# [WHAT TO PRODUCE]
Copy out, word for word, everything from the line containing "mask job: snow-covered mountain" down to the line containing "Give the mask of every instance of the snow-covered", both of those lines included, and nothing else.

# [MATERIAL SHOWN]
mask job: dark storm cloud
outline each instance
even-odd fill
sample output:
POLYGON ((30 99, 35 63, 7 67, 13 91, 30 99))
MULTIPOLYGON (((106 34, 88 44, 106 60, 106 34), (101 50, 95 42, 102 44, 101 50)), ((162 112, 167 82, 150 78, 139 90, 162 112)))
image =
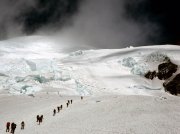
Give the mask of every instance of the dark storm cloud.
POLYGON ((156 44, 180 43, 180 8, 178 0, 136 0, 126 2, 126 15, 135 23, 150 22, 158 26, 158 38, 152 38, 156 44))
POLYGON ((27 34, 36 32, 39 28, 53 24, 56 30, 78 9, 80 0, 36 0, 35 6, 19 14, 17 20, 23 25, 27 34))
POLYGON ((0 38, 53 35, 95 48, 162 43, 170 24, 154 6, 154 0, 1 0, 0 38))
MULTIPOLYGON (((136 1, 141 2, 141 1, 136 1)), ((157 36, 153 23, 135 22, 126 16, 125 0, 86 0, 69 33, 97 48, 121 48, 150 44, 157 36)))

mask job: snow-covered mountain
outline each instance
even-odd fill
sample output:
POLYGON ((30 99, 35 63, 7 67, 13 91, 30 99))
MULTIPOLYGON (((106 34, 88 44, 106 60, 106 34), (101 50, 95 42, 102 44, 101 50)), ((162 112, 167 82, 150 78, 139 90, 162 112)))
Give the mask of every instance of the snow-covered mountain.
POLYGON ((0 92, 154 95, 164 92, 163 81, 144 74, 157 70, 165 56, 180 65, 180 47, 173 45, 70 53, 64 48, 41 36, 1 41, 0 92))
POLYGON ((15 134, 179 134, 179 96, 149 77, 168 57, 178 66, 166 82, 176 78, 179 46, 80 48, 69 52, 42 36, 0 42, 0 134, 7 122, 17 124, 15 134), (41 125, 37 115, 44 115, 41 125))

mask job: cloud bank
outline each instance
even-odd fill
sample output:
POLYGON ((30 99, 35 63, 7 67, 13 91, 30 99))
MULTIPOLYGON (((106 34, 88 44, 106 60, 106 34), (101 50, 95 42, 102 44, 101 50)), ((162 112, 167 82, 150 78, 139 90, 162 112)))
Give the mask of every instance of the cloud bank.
---
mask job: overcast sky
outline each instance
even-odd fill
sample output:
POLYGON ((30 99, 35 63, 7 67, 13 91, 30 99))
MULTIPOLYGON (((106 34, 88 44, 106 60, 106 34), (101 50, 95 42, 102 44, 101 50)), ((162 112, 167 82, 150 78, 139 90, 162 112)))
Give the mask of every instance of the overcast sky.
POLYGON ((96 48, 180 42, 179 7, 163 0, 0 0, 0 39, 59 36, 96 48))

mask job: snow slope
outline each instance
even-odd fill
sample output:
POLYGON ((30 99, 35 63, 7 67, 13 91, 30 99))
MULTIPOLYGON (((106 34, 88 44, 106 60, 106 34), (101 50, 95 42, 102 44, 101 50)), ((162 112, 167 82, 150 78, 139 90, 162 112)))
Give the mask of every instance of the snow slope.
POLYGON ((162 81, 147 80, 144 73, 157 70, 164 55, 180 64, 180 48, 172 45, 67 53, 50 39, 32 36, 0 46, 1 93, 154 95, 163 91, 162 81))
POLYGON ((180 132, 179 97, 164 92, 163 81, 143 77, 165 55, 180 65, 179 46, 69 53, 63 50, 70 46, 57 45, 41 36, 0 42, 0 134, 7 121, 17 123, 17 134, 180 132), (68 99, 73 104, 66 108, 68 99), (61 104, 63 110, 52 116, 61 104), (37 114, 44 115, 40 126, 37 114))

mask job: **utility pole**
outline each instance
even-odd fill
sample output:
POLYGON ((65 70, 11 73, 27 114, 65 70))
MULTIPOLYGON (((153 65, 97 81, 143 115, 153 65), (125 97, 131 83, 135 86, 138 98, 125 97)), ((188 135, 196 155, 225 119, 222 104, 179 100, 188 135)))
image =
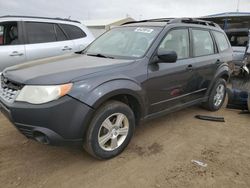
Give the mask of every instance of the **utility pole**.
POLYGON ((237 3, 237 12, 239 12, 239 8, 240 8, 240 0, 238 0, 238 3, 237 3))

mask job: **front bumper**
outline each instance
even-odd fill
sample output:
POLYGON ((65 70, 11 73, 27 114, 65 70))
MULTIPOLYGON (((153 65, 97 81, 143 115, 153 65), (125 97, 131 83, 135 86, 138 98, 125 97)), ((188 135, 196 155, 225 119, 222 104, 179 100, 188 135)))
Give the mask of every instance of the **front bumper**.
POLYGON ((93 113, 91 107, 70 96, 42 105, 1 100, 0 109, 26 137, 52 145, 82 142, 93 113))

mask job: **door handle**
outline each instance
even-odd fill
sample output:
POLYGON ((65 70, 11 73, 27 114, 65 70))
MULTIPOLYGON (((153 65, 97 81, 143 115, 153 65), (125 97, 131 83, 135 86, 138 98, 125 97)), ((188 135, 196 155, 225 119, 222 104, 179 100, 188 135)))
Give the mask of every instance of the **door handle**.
--
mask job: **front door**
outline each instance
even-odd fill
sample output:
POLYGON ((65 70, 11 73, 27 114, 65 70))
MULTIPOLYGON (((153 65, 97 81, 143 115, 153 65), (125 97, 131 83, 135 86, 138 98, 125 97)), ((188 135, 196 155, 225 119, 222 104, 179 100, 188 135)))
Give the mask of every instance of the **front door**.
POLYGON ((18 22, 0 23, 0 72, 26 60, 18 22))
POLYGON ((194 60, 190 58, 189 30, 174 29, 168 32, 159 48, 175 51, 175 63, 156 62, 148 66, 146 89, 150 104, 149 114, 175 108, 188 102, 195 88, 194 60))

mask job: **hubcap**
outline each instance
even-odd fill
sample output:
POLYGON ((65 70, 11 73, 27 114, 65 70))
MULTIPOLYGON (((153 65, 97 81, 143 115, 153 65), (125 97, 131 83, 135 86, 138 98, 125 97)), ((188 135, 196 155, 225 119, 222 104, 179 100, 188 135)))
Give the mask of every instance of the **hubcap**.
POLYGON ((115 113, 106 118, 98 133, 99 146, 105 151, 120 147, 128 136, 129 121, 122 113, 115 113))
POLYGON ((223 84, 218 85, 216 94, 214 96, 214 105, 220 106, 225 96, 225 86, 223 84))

# [REPLY]
mask job: snow-covered mountain
outline each instance
even-odd fill
sample output:
POLYGON ((30 99, 35 63, 7 67, 13 91, 30 99))
MULTIPOLYGON (((106 34, 88 44, 106 60, 106 34), (101 50, 95 42, 102 44, 101 50)), ((162 112, 167 82, 150 78, 139 90, 162 112)))
Give the mask of every instance of the snow-covered mountain.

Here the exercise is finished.